» TEKS YANG DIBERIKAN:
Pada 2025, permintaan global diperkirakan stagnan. Laporan dari IEA menyebutkan hanya ada kenaikan marginal sebesar 0,2%, yang berarti total konsumsi masih berada di kisaran 8,78-8,79 miliar ton.
![]() Aktivitas pertambangan batubara milik Bayan Resources di Tabang/Pakar, Kalimantan, Jumat (17/11/2023). (CNBC Indonesia/Muhammad Sabki) |
China justru mengalami penurunan konsumsi sebesar 0,5% karena pertumbuhan listrik yang lemah dan lonjakan energi terbarukan. India pun turun 2,1% di paruh pertama tahun ini akibat awal musim hujan dan basis konsumsi tinggi pada 2024.

» ENTRI DATA:

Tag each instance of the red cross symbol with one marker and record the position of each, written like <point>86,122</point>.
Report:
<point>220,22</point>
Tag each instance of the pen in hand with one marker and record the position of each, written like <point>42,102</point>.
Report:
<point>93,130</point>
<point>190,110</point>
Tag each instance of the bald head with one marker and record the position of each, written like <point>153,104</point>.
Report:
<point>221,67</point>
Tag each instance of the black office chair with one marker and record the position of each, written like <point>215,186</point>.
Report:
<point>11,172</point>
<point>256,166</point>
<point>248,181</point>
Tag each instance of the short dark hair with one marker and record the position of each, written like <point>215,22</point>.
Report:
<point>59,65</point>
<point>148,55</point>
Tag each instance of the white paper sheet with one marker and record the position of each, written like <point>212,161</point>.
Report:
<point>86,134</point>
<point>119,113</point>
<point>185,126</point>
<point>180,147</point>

» INSTRUKSI TUGAS:
Tentukan apakah setiap pernyataan berikut sesuai dengan teks yang diberikan, lalu jawab ya atau tidak disertai kutipan persis kata-kata teks yang menjadi dasarnya. (a) Laporan IEA menyebutkan kenaikan permintaan global pada 2025 sebesar 0,2%. (b) China mengalami peningkatan konsumsi karena lonjakan energi terbarukan. (c) Konsumsi India turun 2,1% pada paruh kedua tahun ini.

» JAWABAN TUGAS:
(a) Ya: "Laporan dari IEA menyebutkan hanya ada kenaikan marginal sebesar 0,2%"
(b) Tidak: "China justru mengalami penurunan konsumsi sebesar 0,5%"
(c) Tidak: "India pun turun 2,1% di paruh pertama tahun ini"